**Fragmento seleccionado**.
□ □ □ □
Porque aquel binomio infernal Reagan-Thatcher sembró aquellos polvos que trajeron estos lodos, y ahora, generada la masa crítica de descontento, la población británica ha llegado al punto de considerarse dueña de pagarlo con la UE o con su propio conglomerado financiero, esa City que al personal de a pie de tan poco le vale y menos le reparte o, por supuesto, también con sus partidos políticos, a los que con total justicia hoy consideran los principales responsable de haberlos llevado a ese estado de cosas. Y esto no es un hablar por hablar, baste considerar que los británicos han votado su salida en contra del criterio y la petición de voto de sus dos principales partidos que sumaban juntos, tradicionalmente, más del 80% de los sufragios.
□ □ □ □
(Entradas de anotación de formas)

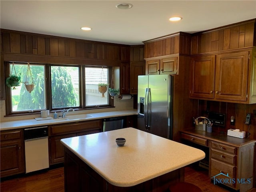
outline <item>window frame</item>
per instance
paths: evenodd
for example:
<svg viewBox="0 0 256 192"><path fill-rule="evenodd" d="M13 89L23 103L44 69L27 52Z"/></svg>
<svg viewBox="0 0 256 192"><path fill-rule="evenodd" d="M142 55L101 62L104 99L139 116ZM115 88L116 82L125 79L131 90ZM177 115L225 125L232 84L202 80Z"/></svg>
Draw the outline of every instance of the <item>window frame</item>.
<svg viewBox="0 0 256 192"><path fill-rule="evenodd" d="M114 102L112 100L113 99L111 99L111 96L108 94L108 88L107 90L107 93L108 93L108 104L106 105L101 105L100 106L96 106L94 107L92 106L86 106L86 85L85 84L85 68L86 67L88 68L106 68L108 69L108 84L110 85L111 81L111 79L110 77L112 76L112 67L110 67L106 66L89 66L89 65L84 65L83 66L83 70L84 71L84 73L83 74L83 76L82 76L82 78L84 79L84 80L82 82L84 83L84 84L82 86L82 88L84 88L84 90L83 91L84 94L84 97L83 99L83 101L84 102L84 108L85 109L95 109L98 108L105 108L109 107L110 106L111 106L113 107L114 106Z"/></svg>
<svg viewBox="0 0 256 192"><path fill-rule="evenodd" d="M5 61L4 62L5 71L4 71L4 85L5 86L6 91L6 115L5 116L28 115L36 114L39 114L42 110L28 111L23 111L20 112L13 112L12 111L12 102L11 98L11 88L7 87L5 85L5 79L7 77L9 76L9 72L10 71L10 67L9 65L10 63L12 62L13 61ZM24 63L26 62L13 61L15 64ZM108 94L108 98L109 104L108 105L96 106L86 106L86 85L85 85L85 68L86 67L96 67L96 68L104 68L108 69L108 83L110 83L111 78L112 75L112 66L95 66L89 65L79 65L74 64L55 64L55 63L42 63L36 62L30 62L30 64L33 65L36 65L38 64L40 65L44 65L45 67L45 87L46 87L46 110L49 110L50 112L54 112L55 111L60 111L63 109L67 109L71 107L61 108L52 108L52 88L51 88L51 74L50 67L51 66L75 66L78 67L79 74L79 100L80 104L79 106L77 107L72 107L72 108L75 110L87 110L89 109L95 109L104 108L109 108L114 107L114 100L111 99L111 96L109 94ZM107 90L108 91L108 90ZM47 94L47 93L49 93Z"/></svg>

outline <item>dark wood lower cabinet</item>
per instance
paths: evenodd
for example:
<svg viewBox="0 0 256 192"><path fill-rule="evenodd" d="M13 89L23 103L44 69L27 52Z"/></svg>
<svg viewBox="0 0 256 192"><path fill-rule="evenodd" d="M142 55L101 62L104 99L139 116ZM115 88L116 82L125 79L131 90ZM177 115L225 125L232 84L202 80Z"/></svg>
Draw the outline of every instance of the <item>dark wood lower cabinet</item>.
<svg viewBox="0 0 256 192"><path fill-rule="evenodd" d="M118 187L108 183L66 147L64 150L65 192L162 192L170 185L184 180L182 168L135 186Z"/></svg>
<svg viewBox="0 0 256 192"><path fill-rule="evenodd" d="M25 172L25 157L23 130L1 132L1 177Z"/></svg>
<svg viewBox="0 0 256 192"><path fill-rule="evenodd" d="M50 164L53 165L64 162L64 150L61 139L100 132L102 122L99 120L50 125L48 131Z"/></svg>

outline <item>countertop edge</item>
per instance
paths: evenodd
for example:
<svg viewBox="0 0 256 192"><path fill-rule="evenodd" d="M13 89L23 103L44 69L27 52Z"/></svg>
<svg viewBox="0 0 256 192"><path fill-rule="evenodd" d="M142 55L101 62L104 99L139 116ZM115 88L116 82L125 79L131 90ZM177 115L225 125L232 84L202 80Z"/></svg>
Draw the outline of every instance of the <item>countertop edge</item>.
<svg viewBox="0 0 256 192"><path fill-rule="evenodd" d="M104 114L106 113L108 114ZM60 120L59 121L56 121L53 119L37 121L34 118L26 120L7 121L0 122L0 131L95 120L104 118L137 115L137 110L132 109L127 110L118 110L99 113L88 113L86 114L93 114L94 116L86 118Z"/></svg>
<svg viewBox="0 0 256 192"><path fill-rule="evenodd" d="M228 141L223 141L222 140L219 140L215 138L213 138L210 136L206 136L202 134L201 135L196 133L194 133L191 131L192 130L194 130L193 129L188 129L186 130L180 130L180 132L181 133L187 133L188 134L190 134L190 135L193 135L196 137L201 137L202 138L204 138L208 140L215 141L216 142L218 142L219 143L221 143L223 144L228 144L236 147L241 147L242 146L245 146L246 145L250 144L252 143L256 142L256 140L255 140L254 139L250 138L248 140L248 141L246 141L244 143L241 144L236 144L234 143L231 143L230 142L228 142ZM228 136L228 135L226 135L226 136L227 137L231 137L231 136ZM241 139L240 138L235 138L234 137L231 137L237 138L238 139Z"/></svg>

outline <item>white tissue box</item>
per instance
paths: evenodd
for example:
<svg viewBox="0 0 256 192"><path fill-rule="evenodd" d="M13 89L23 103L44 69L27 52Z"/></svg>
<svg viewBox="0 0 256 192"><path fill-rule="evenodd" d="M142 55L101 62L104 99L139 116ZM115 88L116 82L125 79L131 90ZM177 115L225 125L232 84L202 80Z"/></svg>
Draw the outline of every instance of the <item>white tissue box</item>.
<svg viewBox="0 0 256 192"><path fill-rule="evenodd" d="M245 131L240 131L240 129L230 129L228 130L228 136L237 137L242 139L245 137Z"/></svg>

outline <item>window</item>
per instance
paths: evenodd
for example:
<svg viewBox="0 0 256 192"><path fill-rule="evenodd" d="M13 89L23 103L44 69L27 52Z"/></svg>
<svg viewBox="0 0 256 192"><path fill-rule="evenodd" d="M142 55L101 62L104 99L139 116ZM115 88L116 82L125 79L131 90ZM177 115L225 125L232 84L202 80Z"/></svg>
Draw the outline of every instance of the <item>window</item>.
□ □ □ □
**Tarea escrita**.
Transcribe, por favor, el fragmento desde "Porque aquel binomio" hasta "de los sufragios.", ambos incluidos. El listado no guarda ninguna relación con el fragmento.

**Respuesta**.
Porque aquel binomio infernal Reagan-Thatcher sembró aquellos polvos que trajeron estos lodos, y ahora, generada la masa crítica de descontento, la población británica ha llegado al punto de considerarse dueña de pagarlo con la UE o con su propio conglomerado financiero, esa City que al personal de a pie de tan poco le vale y menos le reparte o, por supuesto, también con sus partidos políticos, a los que con total justicia hoy consideran los principales responsable de haberlos llevado a ese estado de cosas. Y esto no es un hablar por hablar, baste considerar que los británicos han votado su salida en contra del criterio y la petición de voto de sus dos principales partidos que sumaban juntos, tradicionalmente, más del 80% de los sufragios.